- [Ausgewählter Textauszug]:
Welche konkreten Auswirkungen hat das auf Ihr Unternehmen? Gibt es Projekte, die nun nicht mehr realisiert werden können?

Wenn Kapital fehlt, kann die Erneuerbaren-Branche bestimmte Projekte nicht umsetzen. Banken sind ebenfalls zögerlicher mit der Finanzierung, wenn die Renditen durch neue Steuern sinken. Mit der neuen Steuerregelung wird ein Viertel der gesamten Gewinne unserer Branche abgeschöpft. Wenn wir aber weniger Windräder, weniger PV-Anlagen, weniger Wasserkraftwerke bauen, werden wir am Ende die Klimaziele nicht erreichen und dafür an die EU bezahlen müssen. Und die 200Millionen sind ja nicht alles. Plötzlich sollen Elektroautos eine Versicherungssteuer zahlen, während Dieselautos weiter mit Milliarden gefördert werden. Die Steuer auf kleine Solaranlagen wird erhöht. Auch die Abschaffung des Klimabonus ist eine Steuererhöhung, weil das ja als Kompensation für die CO2-Steuer gedacht war.

- [Daten zur Übung]:

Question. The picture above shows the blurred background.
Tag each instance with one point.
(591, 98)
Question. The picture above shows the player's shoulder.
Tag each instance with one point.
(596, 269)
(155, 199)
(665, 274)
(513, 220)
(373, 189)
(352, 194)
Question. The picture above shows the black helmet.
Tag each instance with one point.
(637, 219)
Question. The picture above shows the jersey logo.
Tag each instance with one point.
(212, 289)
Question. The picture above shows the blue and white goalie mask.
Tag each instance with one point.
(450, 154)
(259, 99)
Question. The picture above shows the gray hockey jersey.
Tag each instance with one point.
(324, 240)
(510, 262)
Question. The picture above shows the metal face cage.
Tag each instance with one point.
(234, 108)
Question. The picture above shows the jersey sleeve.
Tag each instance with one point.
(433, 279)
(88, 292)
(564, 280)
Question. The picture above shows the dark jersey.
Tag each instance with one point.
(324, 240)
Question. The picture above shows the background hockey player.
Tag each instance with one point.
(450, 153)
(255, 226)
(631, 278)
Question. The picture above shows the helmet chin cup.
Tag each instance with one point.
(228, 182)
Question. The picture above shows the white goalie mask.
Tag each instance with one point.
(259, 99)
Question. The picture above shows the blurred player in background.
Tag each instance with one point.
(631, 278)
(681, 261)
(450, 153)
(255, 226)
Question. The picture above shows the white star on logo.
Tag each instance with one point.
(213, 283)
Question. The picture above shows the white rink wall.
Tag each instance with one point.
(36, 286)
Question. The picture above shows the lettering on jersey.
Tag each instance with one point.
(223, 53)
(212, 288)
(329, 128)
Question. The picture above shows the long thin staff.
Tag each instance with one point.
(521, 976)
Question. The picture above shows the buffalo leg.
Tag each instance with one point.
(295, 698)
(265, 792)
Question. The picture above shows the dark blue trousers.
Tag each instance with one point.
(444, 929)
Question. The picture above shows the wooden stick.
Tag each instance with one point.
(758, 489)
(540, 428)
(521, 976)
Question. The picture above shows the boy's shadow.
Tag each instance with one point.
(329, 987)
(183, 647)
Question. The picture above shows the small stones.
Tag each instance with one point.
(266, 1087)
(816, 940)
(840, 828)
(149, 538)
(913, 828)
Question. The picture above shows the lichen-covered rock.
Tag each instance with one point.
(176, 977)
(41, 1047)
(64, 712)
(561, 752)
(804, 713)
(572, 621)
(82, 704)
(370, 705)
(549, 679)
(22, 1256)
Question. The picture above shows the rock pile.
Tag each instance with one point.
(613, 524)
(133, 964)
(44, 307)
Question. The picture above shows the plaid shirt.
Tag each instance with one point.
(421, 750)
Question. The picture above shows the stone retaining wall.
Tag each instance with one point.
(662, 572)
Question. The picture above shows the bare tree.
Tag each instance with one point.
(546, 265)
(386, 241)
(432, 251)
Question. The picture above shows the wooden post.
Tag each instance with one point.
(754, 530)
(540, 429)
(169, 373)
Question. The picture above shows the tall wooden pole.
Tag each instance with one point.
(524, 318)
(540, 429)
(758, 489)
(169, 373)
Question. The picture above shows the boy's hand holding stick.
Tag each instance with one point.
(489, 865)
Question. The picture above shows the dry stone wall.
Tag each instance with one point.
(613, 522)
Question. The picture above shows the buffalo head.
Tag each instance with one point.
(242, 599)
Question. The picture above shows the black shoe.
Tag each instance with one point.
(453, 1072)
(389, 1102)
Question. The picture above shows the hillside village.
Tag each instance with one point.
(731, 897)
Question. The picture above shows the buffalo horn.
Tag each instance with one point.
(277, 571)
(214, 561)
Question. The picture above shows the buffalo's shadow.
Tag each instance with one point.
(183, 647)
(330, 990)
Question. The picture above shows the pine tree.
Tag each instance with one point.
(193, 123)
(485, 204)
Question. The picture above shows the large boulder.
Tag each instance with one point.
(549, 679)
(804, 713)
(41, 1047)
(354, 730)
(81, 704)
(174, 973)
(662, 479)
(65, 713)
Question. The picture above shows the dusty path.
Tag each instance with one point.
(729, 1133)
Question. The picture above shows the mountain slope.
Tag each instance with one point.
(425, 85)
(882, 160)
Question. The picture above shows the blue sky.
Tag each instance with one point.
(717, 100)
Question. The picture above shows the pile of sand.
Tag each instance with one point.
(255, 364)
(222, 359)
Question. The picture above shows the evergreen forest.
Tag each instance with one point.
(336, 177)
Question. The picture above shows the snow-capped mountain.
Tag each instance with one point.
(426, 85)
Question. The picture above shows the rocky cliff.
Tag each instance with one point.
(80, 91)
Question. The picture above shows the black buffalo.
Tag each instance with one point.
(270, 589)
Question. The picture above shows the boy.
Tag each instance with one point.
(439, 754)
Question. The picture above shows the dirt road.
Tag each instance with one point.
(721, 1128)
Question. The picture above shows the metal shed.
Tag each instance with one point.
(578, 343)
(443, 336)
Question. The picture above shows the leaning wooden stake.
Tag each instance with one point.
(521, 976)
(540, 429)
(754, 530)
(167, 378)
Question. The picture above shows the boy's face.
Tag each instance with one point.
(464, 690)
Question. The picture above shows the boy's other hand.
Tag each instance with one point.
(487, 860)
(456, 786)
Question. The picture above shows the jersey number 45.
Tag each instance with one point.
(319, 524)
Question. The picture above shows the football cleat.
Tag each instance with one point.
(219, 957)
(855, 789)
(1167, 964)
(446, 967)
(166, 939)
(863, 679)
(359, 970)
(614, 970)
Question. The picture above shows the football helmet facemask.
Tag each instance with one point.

- [Anforderung 1]:
Prüfe, ob die folgenden Aussagen mit dem Textauszug zur Besteuerung der Erneuerbaren-Branche übereinstimmen, und beantworte jede mit Ja oder Nein samt den entscheidenden Worten des Textauszugs im genauen Wortlaut. (a) Mit der neuen Steuerregelung wird die Hälfte der Gewinne der Branche abgeschöpft. (b) Die Steuer auf kleine Solaranlagen wird erhöht. (c) Dieselautos sollen künftig eine Versicherungssteuer zahlen.
- [Anforderung 2]:
Gib aus der Auflistung nur den Abschnitt von der Zeile mit „Question. The picture above shows the boy's hand“ bis einschließlich der Zeile mit „(729, 1133)“ erneut aus. Tausche darin „instance“ gegen „occurrence“ und lass alles andere unverändert.

- [Erwartete Antwort 1]:
(a) Nein: „Mit der neuen Steuerregelung wird ein Viertel der gesamten Gewinne unserer Branche abgeschöpft.“
(b) Ja: „Die Steuer auf kleine Solaranlagen wird erhöht.“
(c) Nein: „Plötzlich sollen Elektroautos eine Versicherungssteuer zahlen, während Dieselautos weiter mit Milliarden gefördert werden.“

- [Erwartete Antwort 2]:
Question. The picture above shows the boy's hand holding stick.
Tag each occurrence with one point.
(489, 865)
Question. The picture above shows the dry stone wall.
Tag each occurrence with one point.
(613, 522)
Question. The picture above shows the buffalo head.
Tag each occurrence with one point.
(242, 599)
Question. The picture above shows the black shoe.
Tag each occurrence with one point.
(453, 1072)
(389, 1102)
Question. The picture above shows the hillside village.
Tag each occurrence with one point.
(731, 897)
Question. The picture above shows the buffalo horn.
Tag each occurrence with one point.
(277, 571)
(214, 561)
Question. The picture above shows the buffalo's shadow.
Tag each occurrence with one point.
(183, 647)
(330, 990)
Question. The picture above shows the pine tree.
Tag each occurrence with one point.
(193, 123)
(485, 204)
Question. The picture above shows the large boulder.
Tag each occurrence with one point.
(549, 679)
(804, 713)
(41, 1047)
(354, 730)
(81, 704)
(174, 973)
(662, 479)
(65, 713)
Question. The picture above shows the dusty path.
Tag each occurrence with one point.
(729, 1133)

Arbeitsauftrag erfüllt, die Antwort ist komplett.